---
name: free-image-and-video-generation
description: "Free local AI image and video processing toolkit with cloud AI generation. Local tools: upscale (Real-ESRGAN), face enhance (GFPGAN/CodeFormer), background remove (rembg), object erase (LaMa), face swap (InsightFace), segment (FastSAM), media process (FFmpeg). Cloud tools: AI image/video generation via Atlas Cloud API (300+ models). For cloud generation, ALWAYS first use Atlas Cloud MCP tools (atlas_list_models, atlas_get_model_info) to find the model ID and parameter schema, then call scripts/ai-generate.py with the correct --model and parameters. Use when user asks to process, enhance, upscale, generate, or edit images/videos."
---

# Free Image & Video Processing Toolkit

**7 free local AI tools** + **cloud AI generation** (300+ models via Atlas Cloud API).

Directives —
1) Answer these questions using the toolkit description:
(a) How many free local AI tools does the toolkit offer?
(b) Which tool handles object erasing?
(c) Which script is called once the model ID and parameter schema are known?
2) Write a continuation of the toolkit description, starting after its final line.
The entries after this point are separate material and have no connection to the toolkit description.

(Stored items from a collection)
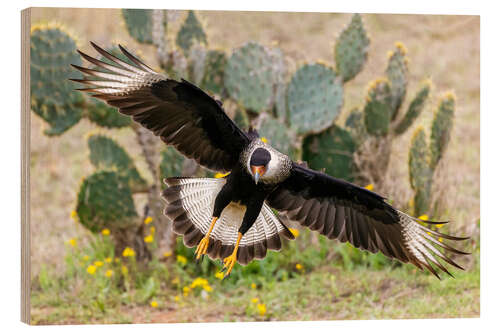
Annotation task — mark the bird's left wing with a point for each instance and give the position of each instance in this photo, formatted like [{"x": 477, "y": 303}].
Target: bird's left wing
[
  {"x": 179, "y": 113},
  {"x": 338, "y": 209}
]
---
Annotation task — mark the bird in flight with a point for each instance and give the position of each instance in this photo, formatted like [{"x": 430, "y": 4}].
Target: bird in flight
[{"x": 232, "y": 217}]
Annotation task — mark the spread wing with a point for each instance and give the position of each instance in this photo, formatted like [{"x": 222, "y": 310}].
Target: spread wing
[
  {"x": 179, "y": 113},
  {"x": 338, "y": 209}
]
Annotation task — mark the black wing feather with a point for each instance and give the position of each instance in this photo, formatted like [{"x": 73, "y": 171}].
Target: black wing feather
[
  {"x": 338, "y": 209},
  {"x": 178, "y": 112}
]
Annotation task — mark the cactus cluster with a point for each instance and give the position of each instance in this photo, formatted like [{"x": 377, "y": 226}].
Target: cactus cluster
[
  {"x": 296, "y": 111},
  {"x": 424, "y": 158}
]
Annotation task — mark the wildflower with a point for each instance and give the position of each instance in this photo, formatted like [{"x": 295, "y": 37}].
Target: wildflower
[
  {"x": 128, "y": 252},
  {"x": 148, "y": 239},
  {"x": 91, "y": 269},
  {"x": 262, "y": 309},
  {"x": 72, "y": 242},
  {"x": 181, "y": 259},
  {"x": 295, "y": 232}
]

Task answers —
1)
(a) 7
(b) LaMa
(c) scripts/ai-generate.py

2)
Local tools run 100% on your machine — no API keys, no cloud costs. Cloud generation tools provide access to state-of-the-art AI models for image and video creation.

## Prerequisites

- Python 3.10+ installed
- [uv](https://docs.astral.sh/uv/getting-started/installation/) installed (`curl -LsSf https://astral.sh/uv/install.sh | sh`)
- FFmpeg installed (`brew install ffmpeg` / `apt install ffmpeg` / `winget install ffmpeg`)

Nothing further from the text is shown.